■ **Цитируемый текст**:
======

Картинные книги. «Патент на бессмертие»

Шелестят страницы альбома Василия Апраксина, мелькают на них лица его друзей, боевых товарищей. Нет в этих лицах ни робости, ни вялости, ни излишней расчетливости. Не встретишь здесь людей «сухого рассудка», карьеристов и выскочек, не увидишь любителей «фрунта», «изящной ремешковой службы».

Родившись на закате XVIII столетия, встретили они зарю нового века воинственной решимостью, душевной твердостью и благородными порывами. Это были сыновья той героической эпохи, когда «расстояние до самой дальней звезды измерялось тремя суворовскими переходами» и когда полководцы, подобно богам Гомера, сделав три шага, оказывались на краю света.

Имена приятелей и однополчан Василия Апраксина говорят сами за себя: поэт-партизан Денис Давыдов, будущий декабрист Михаил Лунин, поэт П.А. Вяземский. Известность этих людей была такова, что, набрасывая в альбом их портреты, Апраксин не делал к ним надписей, не пояснял, кто изображен. Таков портрет Дениса Давыдова.

Василий Апраксин и Денис Давыдов принадлежали к одному поколению: разница между ними была четыре года. Оба выросли в семьях старых военных, служивших под знаменами Румянцева и Суворова. Оба с младенческих лет были записаны в гвардейский Кавалергардский полк.

С семилетнего возраста Давыдов жил в солдатской палатке при отце своем. Его детские игры состояли в упражнениях с ружьем, маршировке и езде на казачьей лошади. В эти годы благословил его фельдмаршал Суворов, сказав: «Это будет военный человек! Я не умру, а он уже три сражения выиграет».

Семнадцати лет, жестоко страдая из-за малого роста, Денис Давыдов отправляется в полк. Амуниция, по его собственному выражению, не сидела, а висела на нем. Его привязали к огромному палашу, опустили в глубокие ботфорты, обсыпали непокорные вихры пудрой и покрыли треугольной шляпой. В таком виде предстал он перед своим двоюродным братом, офицером и близким другом генерала Ермолова, А.М. Каховским. Вместо поздравлений и дружеских восторгов опытный воин встретил юнца насмешливо и язвительно. «Что за солдат, брат Денис,— упрекал Каховский,— что за солдат, который не надеется быть фельдмаршалом! А как тебе снести звание это, когда ты не знаешь ничего того, что необходимо знать штаб-офицеру?»

======

■ **Исходные данные**:
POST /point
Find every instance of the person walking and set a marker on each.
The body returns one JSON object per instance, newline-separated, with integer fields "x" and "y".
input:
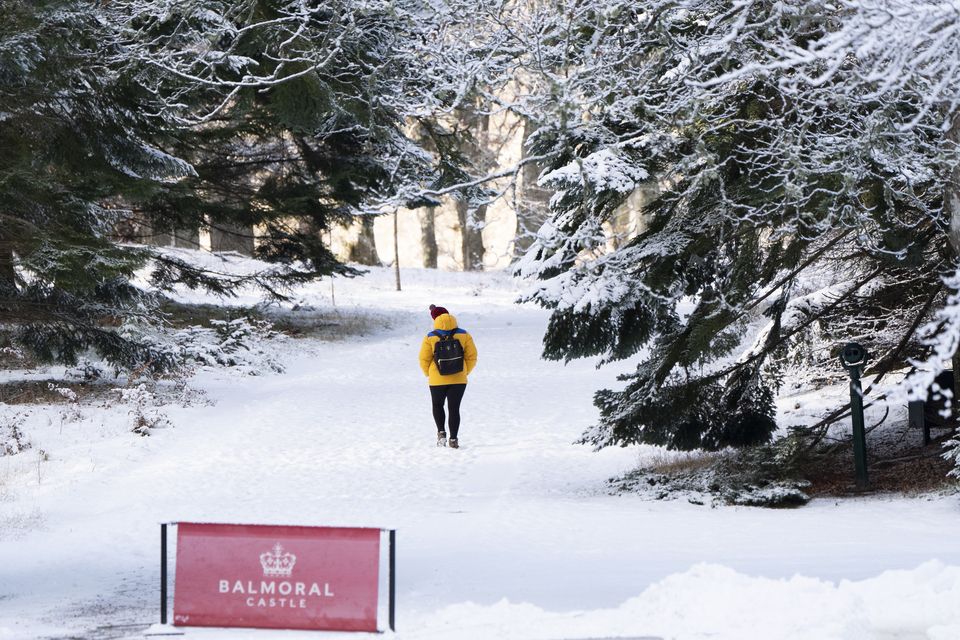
{"x": 447, "y": 356}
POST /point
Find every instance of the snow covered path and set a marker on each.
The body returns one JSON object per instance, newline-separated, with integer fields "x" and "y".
{"x": 345, "y": 437}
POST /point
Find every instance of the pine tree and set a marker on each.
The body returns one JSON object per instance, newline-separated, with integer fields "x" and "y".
{"x": 73, "y": 140}
{"x": 284, "y": 115}
{"x": 763, "y": 190}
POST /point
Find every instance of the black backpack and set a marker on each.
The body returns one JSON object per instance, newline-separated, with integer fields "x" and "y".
{"x": 448, "y": 354}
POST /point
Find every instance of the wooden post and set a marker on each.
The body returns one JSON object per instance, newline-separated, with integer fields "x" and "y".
{"x": 396, "y": 245}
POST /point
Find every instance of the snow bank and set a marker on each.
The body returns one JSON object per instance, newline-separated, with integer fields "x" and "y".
{"x": 716, "y": 602}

======

■ **Что сделать**:
• 1. Выведи дословно все строки из раздела «Исходные данные», от первой до последней, и не включай в ответ картинки.
• 2. Подхвати текст об альбоме Василия Апраксина и продолжи его сразу после последнего предложения.

■ **Ответы на задания**:
• 1.
POST /point
Find every instance of the person walking and set a marker on each.
The body returns one JSON object per instance, newline-separated, with integer fields "x" and "y".
input:
{"x": 447, "y": 356}
POST /point
Find every instance of the snow covered path and set a marker on each.
The body returns one JSON object per instance, newline-separated, with integer fields "x" and "y".
{"x": 345, "y": 437}
POST /point
Find every instance of the pine tree and set a marker on each.
The body returns one JSON object per instance, newline-separated, with integer fields "x" and "y".
{"x": 73, "y": 140}
{"x": 284, "y": 115}
{"x": 763, "y": 190}
POST /point
Find every instance of the black backpack and set a marker on each.
The body returns one JSON object per instance, newline-separated, with integer fields "x" and "y".
{"x": 448, "y": 354}
POST /point
Find every instance of the wooden post and set a marker on each.
The body returns one JSON object per instance, newline-separated, with integer fields "x" and "y".
{"x": 396, "y": 245}
POST /point
Find every instance of the snow bank and set a marker on each.
The body returns one JSON object per instance, newline-separated, with integer fields "x" and "y".
{"x": 716, "y": 602}

• 2.
Самолюбие заставило молодого эстандарт-юнкера сесть за военные книги. Полгода понадобилось ему для производства в офицеры и столько же, чтобы заслужить славу гвардейского стихотворца и острослова. Во время дежурств в казармах, в госпиталях и даже в эскадронной конюшне не расставался он с пером и бумагой. Его сатиры и эпиграммы самого вольного характера метили в высоко стоящих адресатов. Они задевали начальство, придворную знать и даже самого царя.

Давыдову «намылили голову», удалили из гвардии и отправили в глухое захолустье, в Белорусский армейский полк, расквартированный в Киевской губернии. Но в 1806 году он уже снова в Петербурге. Здесь же и только что вступивший в полк Василий Апраксин. Еще через два года — оба познают цену спартанской жизни в авангарде Кульнева. Научатся «нести службу, а не играть со службою» и закончат курс этой науки знаменитым переходом по льду Ботнического залива.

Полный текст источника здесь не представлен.